Bagian Dokumen:

::::

ANALIS MARKET (17/6/2021) : Pasar Obligasi Berpotensi Melemah
Pasardana.id – Riset harian Pilarmas Investindo Sekuritas menyebutkan, pasar obligasi bergerak bervariatif kemarin (16/6), menanti pertemuan FOMC meeting yang keluar hari ini.
Kenapa disebut menanti?
Karena kalau kita lihat, pelaku pasar dan investor menaruh perhatian hanya terhadap obligasi jangka pendek. Sedangkan yang lain tidak diperhatikan, hal ini tentu kita anggap wajar, karena pelaku pasar dan investor mengantisipasi apabila gejolak dan volatilitas pasar meningkat hari ini karena keputusan oleh The Fed.
Pada akhirnya, The Fed telah menyampaikan bahwa mereka akan memulai pengurangan pembelian obligasi di pasar, sebagai tanda bahwa pemulihan ekonomi kian terjadi.

::::

Tugas A: Tuliskan kembali bagian teks tentang pasar obligasi, mulai dari "Karena kalau kita" dan terus sampai "ekonomi kian terjadi.".
Tugas B:
Tentukan apakah setiap pernyataan berikut sesuai dengan teks tentang pasar obligasi. Jawab ya atau tidak, lalu kutip kata-kata teks yang menentukannya.
(i) Pasar obligasi bergerak bervariatif pada 16/6.
(ii) Pelaku pasar dan investor memusatkan perhatian pada obligasi jangka panjang.
(iii) The Fed menyatakan akan memulai pengurangan pembelian obligasi di pasar.
Tugas C:
Jawab pertanyaan berikut berdasarkan teks tentang pasar obligasi.
(i) Riset harian siapa yang dikutip?
(ii) Pertemuan apa yang dinanti pasar?
(iii) Pengurangan pembelian obligasi oleh The Fed disebut sebagai tanda apa?
Catatan di bawah ini merupakan bahan tersendiri yang terpisah dari teks tentang pasar obligasi.

Informasi:
::::

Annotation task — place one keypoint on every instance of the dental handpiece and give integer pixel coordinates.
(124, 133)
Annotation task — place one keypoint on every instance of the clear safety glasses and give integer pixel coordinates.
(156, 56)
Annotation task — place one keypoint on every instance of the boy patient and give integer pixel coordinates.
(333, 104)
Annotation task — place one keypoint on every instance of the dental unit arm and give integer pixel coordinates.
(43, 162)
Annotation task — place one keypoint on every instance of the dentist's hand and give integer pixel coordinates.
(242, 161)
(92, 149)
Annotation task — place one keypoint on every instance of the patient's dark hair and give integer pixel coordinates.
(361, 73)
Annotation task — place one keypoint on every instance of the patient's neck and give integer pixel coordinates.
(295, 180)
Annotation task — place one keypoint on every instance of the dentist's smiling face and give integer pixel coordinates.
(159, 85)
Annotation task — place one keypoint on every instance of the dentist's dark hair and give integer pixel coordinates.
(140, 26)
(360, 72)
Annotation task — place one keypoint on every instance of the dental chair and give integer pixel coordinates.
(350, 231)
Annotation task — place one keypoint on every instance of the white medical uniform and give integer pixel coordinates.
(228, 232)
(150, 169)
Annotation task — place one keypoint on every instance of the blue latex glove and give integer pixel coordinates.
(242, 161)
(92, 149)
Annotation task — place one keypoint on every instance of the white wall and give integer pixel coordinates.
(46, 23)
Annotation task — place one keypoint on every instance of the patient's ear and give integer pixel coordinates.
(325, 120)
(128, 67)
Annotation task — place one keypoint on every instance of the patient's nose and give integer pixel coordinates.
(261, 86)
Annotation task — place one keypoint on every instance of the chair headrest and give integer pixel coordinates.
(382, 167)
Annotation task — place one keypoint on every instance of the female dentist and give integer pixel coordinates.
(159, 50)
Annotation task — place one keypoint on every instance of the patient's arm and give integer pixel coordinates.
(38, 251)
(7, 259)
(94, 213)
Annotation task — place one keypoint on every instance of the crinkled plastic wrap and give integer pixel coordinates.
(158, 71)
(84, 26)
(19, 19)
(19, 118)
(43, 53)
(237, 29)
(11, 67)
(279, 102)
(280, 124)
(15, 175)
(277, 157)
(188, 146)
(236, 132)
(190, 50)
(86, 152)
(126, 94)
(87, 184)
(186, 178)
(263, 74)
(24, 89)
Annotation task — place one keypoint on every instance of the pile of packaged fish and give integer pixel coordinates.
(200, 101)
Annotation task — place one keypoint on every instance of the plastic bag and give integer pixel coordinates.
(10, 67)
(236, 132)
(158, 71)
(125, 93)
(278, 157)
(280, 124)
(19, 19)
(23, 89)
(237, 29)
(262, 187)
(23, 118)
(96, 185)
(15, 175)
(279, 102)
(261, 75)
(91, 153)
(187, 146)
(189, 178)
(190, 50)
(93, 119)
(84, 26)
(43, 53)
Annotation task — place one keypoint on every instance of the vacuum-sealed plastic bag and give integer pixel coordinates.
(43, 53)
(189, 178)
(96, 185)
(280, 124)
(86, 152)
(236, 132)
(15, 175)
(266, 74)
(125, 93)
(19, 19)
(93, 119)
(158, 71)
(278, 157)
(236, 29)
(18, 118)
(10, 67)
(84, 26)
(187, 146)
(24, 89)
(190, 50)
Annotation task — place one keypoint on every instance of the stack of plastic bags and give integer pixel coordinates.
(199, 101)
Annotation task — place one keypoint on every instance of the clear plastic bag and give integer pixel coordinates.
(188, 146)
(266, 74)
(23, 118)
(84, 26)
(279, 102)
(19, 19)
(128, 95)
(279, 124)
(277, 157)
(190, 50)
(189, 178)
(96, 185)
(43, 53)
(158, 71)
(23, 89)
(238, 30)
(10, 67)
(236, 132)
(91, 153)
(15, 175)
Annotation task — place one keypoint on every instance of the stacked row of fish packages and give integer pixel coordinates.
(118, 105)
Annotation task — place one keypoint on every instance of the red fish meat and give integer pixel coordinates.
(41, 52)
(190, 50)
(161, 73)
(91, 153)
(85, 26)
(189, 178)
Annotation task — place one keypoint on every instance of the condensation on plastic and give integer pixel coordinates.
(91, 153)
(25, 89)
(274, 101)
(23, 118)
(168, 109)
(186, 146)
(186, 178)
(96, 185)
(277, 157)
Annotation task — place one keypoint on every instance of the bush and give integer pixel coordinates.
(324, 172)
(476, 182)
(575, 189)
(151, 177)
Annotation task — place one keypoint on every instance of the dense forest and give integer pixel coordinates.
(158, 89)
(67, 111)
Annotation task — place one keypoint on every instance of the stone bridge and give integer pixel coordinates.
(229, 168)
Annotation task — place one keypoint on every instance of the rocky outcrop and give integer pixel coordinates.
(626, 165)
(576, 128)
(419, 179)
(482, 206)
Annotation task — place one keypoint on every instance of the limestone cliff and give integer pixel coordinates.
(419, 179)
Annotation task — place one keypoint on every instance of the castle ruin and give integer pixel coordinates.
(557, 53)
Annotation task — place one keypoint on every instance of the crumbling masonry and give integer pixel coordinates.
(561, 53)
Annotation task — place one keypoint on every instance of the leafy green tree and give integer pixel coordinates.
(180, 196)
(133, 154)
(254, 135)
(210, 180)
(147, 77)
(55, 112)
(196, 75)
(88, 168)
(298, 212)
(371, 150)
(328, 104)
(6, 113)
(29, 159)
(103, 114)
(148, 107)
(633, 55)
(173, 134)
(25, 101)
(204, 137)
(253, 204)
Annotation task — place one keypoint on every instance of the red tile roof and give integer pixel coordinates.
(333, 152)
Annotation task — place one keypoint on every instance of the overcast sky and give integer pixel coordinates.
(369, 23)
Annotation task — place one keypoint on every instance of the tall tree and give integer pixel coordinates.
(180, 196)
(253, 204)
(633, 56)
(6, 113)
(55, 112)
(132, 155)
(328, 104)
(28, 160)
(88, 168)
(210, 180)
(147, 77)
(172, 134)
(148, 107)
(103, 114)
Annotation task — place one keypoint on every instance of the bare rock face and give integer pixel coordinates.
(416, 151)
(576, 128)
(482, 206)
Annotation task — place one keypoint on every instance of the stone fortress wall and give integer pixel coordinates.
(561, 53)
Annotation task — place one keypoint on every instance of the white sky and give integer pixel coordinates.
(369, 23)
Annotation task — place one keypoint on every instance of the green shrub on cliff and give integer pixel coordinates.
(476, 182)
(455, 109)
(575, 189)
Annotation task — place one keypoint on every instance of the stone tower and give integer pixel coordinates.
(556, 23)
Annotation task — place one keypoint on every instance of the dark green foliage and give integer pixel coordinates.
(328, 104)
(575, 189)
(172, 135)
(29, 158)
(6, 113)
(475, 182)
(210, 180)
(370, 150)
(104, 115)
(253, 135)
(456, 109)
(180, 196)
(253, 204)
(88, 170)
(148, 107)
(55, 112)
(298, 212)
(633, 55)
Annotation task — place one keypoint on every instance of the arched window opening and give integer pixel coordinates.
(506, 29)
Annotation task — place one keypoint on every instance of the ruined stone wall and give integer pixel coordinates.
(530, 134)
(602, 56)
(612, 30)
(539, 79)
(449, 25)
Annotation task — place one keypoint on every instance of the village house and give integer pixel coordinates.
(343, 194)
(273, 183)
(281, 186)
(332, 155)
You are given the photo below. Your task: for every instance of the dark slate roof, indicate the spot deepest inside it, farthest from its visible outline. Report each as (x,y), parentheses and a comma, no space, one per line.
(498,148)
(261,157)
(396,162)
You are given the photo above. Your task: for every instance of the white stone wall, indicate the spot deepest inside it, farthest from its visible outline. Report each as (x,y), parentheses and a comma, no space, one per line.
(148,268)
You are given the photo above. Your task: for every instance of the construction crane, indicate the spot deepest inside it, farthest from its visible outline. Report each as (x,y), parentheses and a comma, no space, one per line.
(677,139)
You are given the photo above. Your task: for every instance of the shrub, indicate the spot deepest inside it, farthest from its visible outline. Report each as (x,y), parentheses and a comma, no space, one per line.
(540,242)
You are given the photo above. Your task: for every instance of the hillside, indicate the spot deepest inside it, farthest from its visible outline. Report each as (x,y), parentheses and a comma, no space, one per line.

::::

Jawaban Akhir A:
Karena kalau kita lihat, pelaku pasar dan investor menaruh perhatian hanya terhadap obligasi jangka pendek. Sedangkan yang lain tidak diperhatikan, hal ini tentu kita anggap wajar, karena pelaku pasar dan investor mengantisipasi apabila gejolak dan volatilitas pasar meningkat hari ini karena keputusan oleh The Fed.
Pada akhirnya, The Fed telah menyampaikan bahwa mereka akan memulai pengurangan pembelian obligasi di pasar, sebagai tanda bahwa pemulihan ekonomi kian terjadi.

Jawaban Akhir B:
(i) Ya: "pasar obligasi bergerak bervariatif kemarin (16/6)"
(ii) Tidak: "pelaku pasar dan investor menaruh perhatian hanya terhadap obligasi jangka pendek"
(iii) Ya: "mereka akan memulai pengurangan pembelian obligasi di pasar"

Jawaban Akhir C:
(i) Pilarmas Investindo Sekuritas
(ii) FOMC meeting
(iii) Tanda bahwa pemulihan ekonomi kian terjadi